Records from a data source
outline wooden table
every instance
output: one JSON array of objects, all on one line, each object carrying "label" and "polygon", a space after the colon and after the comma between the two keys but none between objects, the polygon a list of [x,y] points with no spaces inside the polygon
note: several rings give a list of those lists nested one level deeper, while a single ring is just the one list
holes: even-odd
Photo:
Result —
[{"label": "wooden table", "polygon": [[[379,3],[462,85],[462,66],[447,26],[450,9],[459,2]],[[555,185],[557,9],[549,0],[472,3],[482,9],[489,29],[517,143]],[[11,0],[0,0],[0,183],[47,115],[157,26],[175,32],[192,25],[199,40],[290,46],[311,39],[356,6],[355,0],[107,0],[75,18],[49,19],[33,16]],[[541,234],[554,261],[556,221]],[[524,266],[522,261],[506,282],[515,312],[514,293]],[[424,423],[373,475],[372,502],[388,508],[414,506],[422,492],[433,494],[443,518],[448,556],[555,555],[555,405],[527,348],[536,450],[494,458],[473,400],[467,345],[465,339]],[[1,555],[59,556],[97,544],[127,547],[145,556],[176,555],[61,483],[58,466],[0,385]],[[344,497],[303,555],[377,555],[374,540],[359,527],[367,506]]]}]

--

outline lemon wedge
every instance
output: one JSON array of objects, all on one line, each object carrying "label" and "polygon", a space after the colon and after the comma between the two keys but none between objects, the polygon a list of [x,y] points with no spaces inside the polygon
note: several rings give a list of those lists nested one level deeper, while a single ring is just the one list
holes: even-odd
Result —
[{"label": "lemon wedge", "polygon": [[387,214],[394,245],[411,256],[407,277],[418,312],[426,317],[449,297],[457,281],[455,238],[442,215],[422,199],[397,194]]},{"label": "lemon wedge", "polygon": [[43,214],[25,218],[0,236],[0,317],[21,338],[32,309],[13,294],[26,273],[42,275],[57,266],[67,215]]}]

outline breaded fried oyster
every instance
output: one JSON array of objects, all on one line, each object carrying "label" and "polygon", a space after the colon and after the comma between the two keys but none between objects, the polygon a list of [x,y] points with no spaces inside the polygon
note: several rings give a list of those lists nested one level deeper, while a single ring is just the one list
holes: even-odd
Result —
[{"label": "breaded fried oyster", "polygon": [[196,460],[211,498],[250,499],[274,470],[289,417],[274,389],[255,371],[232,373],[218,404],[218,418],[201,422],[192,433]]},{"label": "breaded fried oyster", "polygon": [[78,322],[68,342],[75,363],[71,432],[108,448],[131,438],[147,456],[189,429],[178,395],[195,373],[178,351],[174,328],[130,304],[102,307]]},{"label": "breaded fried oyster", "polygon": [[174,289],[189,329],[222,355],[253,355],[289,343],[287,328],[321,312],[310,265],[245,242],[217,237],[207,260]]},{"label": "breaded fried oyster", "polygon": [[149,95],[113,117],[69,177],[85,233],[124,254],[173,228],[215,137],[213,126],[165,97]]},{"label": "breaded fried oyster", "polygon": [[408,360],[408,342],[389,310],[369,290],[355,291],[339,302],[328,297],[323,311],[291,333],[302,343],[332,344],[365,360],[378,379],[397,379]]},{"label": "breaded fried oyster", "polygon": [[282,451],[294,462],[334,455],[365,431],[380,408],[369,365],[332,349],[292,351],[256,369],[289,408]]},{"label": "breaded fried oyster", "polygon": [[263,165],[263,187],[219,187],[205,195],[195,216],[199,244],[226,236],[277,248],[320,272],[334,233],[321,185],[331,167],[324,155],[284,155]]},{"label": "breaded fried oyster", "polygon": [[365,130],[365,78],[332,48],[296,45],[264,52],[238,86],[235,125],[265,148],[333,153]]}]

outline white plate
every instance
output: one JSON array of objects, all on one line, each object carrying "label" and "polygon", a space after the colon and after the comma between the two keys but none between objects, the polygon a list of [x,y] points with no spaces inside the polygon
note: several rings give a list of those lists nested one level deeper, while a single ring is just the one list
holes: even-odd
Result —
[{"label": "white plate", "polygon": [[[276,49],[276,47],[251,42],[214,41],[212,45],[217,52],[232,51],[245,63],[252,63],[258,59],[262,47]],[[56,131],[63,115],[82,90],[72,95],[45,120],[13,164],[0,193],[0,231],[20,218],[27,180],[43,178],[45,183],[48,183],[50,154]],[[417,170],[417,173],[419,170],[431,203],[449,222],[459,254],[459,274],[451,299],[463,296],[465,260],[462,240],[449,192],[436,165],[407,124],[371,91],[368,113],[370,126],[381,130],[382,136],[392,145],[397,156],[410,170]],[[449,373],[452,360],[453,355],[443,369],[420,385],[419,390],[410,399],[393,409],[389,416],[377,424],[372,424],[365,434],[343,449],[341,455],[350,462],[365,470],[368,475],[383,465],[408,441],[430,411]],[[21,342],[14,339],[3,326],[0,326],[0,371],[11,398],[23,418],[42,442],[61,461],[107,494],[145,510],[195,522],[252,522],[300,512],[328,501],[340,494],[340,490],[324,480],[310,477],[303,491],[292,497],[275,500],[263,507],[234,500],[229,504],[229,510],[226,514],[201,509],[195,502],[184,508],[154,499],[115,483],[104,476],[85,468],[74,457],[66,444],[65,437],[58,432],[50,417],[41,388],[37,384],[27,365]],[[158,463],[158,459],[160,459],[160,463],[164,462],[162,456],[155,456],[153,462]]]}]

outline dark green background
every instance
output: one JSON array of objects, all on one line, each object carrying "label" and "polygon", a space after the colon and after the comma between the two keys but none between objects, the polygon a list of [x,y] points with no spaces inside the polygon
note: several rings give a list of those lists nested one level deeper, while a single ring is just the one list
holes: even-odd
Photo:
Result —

* * *

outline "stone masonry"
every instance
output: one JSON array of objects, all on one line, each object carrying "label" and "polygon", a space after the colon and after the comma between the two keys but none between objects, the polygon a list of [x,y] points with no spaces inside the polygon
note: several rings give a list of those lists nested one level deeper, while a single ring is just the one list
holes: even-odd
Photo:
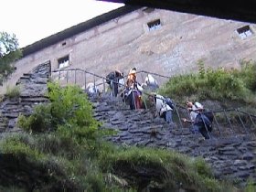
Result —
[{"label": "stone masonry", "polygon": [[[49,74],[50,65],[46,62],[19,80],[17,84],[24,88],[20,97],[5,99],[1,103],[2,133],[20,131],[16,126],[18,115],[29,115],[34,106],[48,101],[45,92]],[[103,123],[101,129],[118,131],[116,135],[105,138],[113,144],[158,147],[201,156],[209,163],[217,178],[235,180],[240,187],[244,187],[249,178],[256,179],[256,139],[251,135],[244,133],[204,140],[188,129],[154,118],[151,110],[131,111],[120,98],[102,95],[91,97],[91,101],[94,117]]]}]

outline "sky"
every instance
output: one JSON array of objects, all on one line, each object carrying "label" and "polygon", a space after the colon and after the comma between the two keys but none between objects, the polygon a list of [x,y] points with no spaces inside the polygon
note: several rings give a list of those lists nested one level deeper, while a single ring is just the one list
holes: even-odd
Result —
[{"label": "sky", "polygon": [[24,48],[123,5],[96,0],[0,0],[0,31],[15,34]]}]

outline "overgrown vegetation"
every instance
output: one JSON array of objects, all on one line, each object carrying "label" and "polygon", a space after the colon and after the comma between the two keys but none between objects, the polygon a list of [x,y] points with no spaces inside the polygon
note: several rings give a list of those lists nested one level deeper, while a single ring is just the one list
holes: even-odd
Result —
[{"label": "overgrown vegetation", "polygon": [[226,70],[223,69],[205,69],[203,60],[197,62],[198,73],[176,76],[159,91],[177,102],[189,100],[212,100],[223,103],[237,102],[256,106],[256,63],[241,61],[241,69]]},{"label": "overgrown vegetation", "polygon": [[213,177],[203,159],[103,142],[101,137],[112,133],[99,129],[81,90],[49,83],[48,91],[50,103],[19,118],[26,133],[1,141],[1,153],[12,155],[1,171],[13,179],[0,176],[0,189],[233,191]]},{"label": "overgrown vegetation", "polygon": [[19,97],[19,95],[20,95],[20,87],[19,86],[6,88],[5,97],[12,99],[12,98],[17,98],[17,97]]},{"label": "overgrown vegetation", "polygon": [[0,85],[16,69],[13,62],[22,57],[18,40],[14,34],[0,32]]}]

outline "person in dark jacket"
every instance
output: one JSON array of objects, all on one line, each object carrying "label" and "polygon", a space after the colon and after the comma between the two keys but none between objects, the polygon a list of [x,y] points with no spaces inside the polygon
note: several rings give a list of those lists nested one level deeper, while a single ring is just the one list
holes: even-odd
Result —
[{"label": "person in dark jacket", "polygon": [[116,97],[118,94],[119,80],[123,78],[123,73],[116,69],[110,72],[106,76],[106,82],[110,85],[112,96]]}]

• Given request: Count the lines of the records above that contain the word "dark", and give only that number.

• Exercise response: 3